→ Problem requirements
Starting at the line with "Where can the white", retype each line exactly up to and including the final line of the records below.

BEGIN Stored data

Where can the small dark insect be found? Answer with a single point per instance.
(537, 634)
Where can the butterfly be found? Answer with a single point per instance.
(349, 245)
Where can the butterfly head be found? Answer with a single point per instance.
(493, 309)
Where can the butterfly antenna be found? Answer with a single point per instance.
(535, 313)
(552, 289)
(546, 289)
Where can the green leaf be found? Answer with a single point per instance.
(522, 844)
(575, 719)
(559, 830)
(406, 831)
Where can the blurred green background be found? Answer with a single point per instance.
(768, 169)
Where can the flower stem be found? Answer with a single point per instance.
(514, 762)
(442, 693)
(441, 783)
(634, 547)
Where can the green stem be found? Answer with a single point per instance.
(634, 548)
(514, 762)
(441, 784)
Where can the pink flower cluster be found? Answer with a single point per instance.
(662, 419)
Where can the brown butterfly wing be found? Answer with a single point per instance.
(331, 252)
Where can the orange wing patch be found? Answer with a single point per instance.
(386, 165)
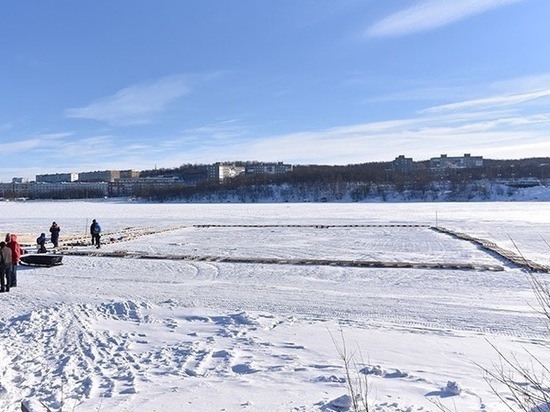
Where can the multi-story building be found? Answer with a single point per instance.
(457, 162)
(57, 177)
(267, 168)
(224, 171)
(129, 174)
(402, 164)
(99, 176)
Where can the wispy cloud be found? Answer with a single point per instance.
(491, 102)
(135, 104)
(431, 14)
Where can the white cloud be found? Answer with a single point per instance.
(135, 104)
(491, 102)
(431, 14)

END Stored data

→ Result of this task
Where can the white cloud be found? Answer with a single point per instance.
(135, 104)
(491, 102)
(431, 14)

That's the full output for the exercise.